# [WHAT YOU NEED TO DO]
Every entry below should be reproduced exactly; no picture is to be included.

*** Block opens ***

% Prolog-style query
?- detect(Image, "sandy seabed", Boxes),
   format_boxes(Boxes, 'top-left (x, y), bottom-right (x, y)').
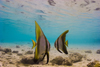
top-left (0, 44), bottom-right (100, 67)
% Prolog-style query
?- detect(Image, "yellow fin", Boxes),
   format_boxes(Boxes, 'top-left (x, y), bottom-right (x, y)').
top-left (61, 30), bottom-right (69, 37)
top-left (65, 40), bottom-right (68, 47)
top-left (94, 63), bottom-right (100, 67)
top-left (35, 21), bottom-right (44, 42)
top-left (31, 39), bottom-right (36, 49)
top-left (61, 30), bottom-right (69, 42)
top-left (35, 46), bottom-right (39, 59)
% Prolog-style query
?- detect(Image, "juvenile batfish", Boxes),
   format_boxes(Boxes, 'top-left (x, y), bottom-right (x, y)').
top-left (32, 21), bottom-right (50, 64)
top-left (54, 30), bottom-right (69, 54)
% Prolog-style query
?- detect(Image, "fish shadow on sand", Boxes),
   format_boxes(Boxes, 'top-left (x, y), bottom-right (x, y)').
top-left (20, 55), bottom-right (46, 65)
top-left (20, 56), bottom-right (34, 64)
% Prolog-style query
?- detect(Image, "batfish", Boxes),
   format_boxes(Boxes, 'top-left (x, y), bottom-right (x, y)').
top-left (54, 30), bottom-right (69, 54)
top-left (32, 21), bottom-right (50, 64)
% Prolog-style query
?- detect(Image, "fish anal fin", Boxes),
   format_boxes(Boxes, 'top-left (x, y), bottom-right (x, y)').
top-left (41, 52), bottom-right (49, 64)
top-left (57, 48), bottom-right (62, 53)
top-left (46, 52), bottom-right (49, 64)
top-left (63, 45), bottom-right (68, 54)
top-left (41, 53), bottom-right (46, 61)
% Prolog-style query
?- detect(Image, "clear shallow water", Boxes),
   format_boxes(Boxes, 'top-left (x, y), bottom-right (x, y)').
top-left (0, 0), bottom-right (100, 48)
top-left (0, 43), bottom-right (100, 50)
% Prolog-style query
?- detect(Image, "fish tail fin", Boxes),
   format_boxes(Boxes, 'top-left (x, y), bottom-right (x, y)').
top-left (31, 39), bottom-right (36, 49)
top-left (65, 40), bottom-right (68, 47)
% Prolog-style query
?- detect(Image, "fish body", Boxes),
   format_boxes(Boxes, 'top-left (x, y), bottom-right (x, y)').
top-left (32, 21), bottom-right (50, 64)
top-left (54, 30), bottom-right (69, 54)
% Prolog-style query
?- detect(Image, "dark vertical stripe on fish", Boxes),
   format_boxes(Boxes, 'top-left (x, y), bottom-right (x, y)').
top-left (57, 38), bottom-right (59, 50)
top-left (57, 37), bottom-right (62, 53)
top-left (62, 35), bottom-right (64, 51)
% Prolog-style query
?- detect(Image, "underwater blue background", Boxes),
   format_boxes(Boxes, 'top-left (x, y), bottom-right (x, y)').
top-left (0, 0), bottom-right (100, 48)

*** Block closes ***

# [FINISHED TASK]
% Prolog-style query
?- detect(Image, "sandy seabed", Boxes),
   format_boxes(Boxes, 'top-left (x, y), bottom-right (x, y)').
top-left (0, 44), bottom-right (100, 67)
% Prolog-style query
?- detect(Image, "yellow fin", Boxes),
   format_boxes(Boxes, 'top-left (x, y), bottom-right (x, y)').
top-left (61, 30), bottom-right (69, 37)
top-left (65, 40), bottom-right (68, 47)
top-left (94, 63), bottom-right (100, 67)
top-left (35, 21), bottom-right (44, 42)
top-left (31, 39), bottom-right (36, 49)
top-left (61, 30), bottom-right (69, 42)
top-left (35, 46), bottom-right (39, 59)
% Prolog-style query
?- detect(Image, "juvenile batfish", Boxes),
   format_boxes(Boxes, 'top-left (x, y), bottom-right (x, y)').
top-left (32, 21), bottom-right (50, 64)
top-left (54, 30), bottom-right (69, 54)
% Prolog-style query
?- detect(Image, "fish shadow on sand", Boxes),
   format_boxes(Boxes, 'top-left (x, y), bottom-right (x, y)').
top-left (20, 55), bottom-right (46, 65)
top-left (20, 56), bottom-right (34, 64)
% Prolog-style query
?- detect(Image, "batfish", Boxes),
   format_boxes(Boxes, 'top-left (x, y), bottom-right (x, y)').
top-left (54, 30), bottom-right (69, 54)
top-left (32, 21), bottom-right (50, 64)
% Prolog-style query
?- detect(Image, "fish anal fin", Boxes),
   format_boxes(Boxes, 'top-left (x, y), bottom-right (x, y)').
top-left (41, 52), bottom-right (49, 64)
top-left (57, 48), bottom-right (62, 53)
top-left (46, 52), bottom-right (49, 64)
top-left (63, 45), bottom-right (68, 54)
top-left (41, 53), bottom-right (46, 61)
% Prolog-style query
?- detect(Image, "clear shallow water", Boxes),
   format_boxes(Boxes, 'top-left (x, y), bottom-right (x, y)').
top-left (0, 0), bottom-right (100, 48)
top-left (0, 43), bottom-right (100, 50)
% Prolog-style query
?- detect(Image, "fish tail fin", Boxes),
   format_boxes(Boxes, 'top-left (x, y), bottom-right (x, y)').
top-left (31, 39), bottom-right (36, 49)
top-left (65, 40), bottom-right (68, 47)
% Prolog-style query
?- detect(Image, "fish body", Boxes),
   format_boxes(Boxes, 'top-left (x, y), bottom-right (x, y)').
top-left (32, 21), bottom-right (50, 64)
top-left (54, 30), bottom-right (69, 54)
% Prolog-style query
?- detect(Image, "dark vertical stripe on fish", Boxes),
   format_boxes(Boxes, 'top-left (x, y), bottom-right (x, y)').
top-left (57, 38), bottom-right (59, 50)
top-left (57, 37), bottom-right (62, 53)
top-left (62, 35), bottom-right (64, 51)
% Prolog-style query
?- detect(Image, "underwater blue background", Boxes),
   format_boxes(Boxes, 'top-left (x, y), bottom-right (x, y)').
top-left (0, 0), bottom-right (100, 48)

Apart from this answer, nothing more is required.